Problem to work on →
Filter the Records below, copying out every line that contains the string "tree". Case counts.

Records
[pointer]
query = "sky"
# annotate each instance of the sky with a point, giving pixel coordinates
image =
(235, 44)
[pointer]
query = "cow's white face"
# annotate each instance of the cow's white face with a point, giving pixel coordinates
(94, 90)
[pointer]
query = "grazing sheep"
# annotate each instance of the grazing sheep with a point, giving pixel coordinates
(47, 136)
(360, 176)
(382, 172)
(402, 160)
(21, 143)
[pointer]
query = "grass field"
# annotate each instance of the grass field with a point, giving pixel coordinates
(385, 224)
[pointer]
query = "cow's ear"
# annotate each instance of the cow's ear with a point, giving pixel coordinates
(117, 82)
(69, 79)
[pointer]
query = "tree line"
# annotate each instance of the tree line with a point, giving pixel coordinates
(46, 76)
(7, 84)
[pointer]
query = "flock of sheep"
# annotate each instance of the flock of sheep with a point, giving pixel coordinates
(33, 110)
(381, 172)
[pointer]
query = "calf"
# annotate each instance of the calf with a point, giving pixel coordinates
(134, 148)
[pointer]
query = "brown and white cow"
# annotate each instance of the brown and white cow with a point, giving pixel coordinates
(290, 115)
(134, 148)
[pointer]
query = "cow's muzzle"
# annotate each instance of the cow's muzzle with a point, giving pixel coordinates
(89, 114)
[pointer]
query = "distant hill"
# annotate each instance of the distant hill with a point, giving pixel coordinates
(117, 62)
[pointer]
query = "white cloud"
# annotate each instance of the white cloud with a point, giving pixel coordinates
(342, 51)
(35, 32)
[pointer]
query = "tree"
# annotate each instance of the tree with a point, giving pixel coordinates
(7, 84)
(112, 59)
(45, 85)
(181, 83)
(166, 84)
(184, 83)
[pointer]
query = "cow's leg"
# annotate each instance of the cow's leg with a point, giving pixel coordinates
...
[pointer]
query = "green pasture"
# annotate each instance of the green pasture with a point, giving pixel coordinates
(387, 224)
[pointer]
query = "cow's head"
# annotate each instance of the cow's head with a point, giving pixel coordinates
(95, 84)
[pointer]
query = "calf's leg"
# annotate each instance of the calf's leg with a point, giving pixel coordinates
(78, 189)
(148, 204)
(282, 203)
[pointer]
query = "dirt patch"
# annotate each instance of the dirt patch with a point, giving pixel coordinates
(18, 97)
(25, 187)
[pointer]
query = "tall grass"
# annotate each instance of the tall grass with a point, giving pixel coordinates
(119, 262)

Result →
query = "tree line"
# annotate each instance of the tree line with a point, giving pixel coordinates
query = "tree"
# annotate each instance of the tree with a point, giving pixel coordinates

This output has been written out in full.